> [ASSIGNED TASK]: Filter out all lines without the word "after" from the data below, please, and copy the rest.

> [RECORDS FOR THIS EXERCISE]:
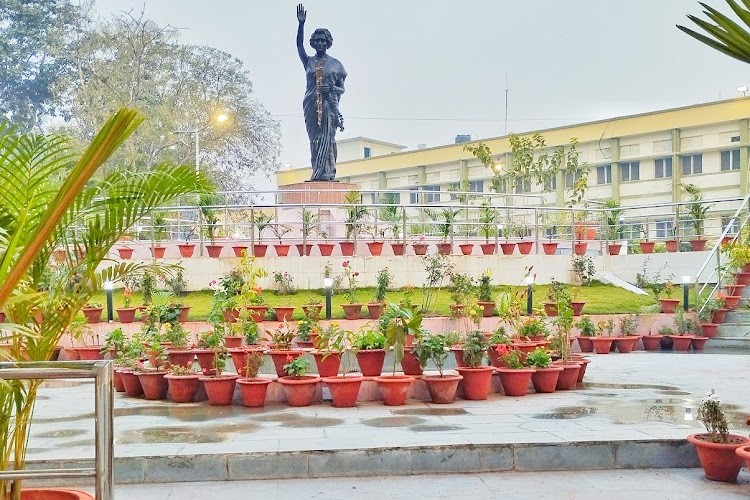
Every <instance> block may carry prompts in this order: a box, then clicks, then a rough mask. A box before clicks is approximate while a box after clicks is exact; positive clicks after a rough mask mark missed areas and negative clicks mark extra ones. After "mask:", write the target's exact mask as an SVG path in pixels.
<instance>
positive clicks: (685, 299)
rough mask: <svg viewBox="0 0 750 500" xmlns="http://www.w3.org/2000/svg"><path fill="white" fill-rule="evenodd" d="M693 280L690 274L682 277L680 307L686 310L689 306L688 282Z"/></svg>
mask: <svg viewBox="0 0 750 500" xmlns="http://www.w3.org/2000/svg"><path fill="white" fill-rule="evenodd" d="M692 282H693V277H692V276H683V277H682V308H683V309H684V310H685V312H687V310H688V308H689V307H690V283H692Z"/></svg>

---

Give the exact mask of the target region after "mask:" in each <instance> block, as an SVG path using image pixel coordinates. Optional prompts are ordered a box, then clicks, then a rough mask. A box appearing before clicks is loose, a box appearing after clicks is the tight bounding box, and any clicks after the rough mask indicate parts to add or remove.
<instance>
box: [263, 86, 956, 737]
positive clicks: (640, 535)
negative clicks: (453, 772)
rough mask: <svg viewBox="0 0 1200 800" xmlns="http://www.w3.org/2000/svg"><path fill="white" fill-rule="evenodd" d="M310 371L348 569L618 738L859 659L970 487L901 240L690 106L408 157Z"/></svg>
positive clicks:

> [TASK ANSWER]:
Every <instance> block may carry prompts in this order: a box, then clicks, then a rough mask. A box before clicks is approximate while a box after clicks is exact; positive clicks after a rough mask mark missed areas and negative clicks mark extra ones. After "mask:", write the target's exact mask as an SVG path in pixels.
Give the exact mask of the target region after "mask:" in each <instance> block, as an SVG path using image pixel coordinates. Optional prompts are ordered a box, then clicks, then a rough mask. A box appearing before clicks is loose, a box appearing after clicks is the tight bounding box, and any clicks after the rough mask indicate parts to add or remove.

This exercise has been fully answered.